Work instructions: Copy the records from the line containing "Would you be able to mark the tiger cub" through the end of the records, substituting "importer" for every "loader" and changing nothing else.
# Start of Records to process
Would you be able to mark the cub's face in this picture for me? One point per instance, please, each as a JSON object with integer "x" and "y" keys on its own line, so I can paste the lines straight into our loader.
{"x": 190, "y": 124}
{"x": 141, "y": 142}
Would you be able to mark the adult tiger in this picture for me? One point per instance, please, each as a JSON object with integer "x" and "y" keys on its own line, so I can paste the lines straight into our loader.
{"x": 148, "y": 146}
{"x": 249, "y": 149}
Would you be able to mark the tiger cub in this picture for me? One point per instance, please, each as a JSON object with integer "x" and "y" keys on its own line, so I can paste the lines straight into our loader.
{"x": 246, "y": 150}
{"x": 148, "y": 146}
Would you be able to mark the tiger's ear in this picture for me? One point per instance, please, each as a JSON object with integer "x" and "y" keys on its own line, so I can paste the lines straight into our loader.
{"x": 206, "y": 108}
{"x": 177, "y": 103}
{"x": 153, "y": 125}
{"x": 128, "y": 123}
# End of Records to process
Solution below:
Would you be able to mark the tiger cub in this picture for me? One point per instance, please, each as a JSON object with integer "x" and "y" keys on its own line, so I can paste the lines straight into our importer.
{"x": 246, "y": 150}
{"x": 148, "y": 146}
Would you be able to mark the tiger's ear in this picture for me? One point per instance, please, each as a JSON object with integer "x" and "y" keys on its own line, so I can paste the lines straight into our importer.
{"x": 206, "y": 108}
{"x": 177, "y": 103}
{"x": 153, "y": 125}
{"x": 128, "y": 123}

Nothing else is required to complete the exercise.